> Scopo dell'esercizio: Trascrivi senza alcuna modifica il tratto dei record che va dalla riga contenente "ear, shaped like this sample" fino alla riga contenente "Query: hood", entrambe incluse. Escludi le immagini dalla trascrizione.

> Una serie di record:
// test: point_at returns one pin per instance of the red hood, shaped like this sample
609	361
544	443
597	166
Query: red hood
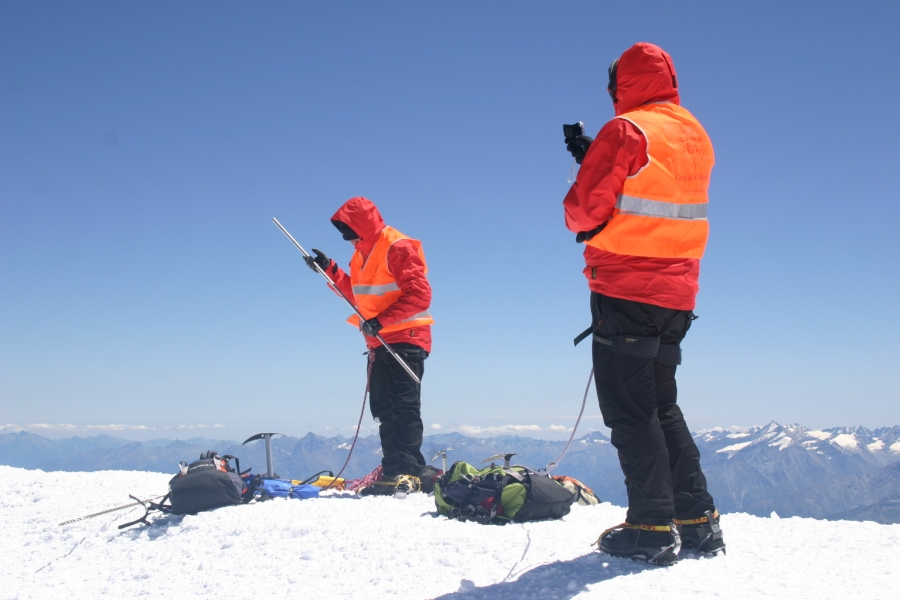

--

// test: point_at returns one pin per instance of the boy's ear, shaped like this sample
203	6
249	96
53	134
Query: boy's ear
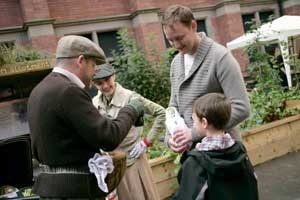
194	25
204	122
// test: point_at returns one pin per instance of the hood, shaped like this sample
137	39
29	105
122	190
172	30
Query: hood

> Risultato del compito:
// test: point_at returns one pin per instance of the boy's ear, shaped like this sample
203	6
249	96
53	134
Query: boy's ear
194	25
204	122
// test: point_at returns one pin per instance of the hood, shaped like this sample
137	39
29	105
122	190
172	30
Query: hood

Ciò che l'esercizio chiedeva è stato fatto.